**Your objective**
Records follow. Pull out every line that contains "peak".

**Source data**
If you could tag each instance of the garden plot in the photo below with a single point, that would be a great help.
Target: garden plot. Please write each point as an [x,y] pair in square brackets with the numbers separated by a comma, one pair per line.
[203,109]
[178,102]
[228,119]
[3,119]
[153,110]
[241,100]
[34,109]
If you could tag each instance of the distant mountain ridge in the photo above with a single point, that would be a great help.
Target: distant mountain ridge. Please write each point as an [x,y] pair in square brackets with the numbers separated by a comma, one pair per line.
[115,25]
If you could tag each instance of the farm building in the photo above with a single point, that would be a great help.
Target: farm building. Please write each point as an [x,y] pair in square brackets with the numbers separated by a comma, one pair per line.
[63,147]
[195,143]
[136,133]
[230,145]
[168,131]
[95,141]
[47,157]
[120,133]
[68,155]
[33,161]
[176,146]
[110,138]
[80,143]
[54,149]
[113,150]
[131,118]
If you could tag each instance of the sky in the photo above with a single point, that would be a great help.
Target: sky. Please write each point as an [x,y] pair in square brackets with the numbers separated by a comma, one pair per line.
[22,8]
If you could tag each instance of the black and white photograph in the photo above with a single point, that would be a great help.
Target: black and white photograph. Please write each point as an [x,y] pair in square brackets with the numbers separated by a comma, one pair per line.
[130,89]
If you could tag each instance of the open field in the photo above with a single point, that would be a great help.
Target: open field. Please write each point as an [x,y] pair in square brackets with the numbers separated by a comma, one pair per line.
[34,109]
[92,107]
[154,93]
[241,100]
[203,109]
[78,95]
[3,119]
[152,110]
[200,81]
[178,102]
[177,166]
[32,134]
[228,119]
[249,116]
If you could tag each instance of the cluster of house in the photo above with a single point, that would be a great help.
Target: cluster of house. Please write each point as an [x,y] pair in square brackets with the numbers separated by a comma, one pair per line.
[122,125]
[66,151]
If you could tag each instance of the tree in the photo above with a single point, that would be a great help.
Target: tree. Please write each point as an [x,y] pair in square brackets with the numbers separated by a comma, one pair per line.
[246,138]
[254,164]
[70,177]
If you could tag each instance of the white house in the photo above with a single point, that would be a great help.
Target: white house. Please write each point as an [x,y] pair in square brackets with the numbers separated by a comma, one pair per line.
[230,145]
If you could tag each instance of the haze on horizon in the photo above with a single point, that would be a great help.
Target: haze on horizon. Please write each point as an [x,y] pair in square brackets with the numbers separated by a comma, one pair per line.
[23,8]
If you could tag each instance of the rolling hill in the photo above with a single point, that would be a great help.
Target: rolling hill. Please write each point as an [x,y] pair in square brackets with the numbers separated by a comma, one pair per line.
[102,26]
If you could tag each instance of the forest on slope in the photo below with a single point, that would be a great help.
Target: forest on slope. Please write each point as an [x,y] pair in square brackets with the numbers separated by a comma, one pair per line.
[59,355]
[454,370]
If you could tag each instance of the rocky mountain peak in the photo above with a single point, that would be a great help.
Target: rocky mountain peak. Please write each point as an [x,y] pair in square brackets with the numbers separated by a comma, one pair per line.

**Output of the exercise**
If you could tag each instance of the rocky mountain peak in the photo above with a single point, that would be a great help.
Target: rocky mountain peak. Please write each point as an [x,y] pair in square brackets with the numbers separated by a comma, one pair per line.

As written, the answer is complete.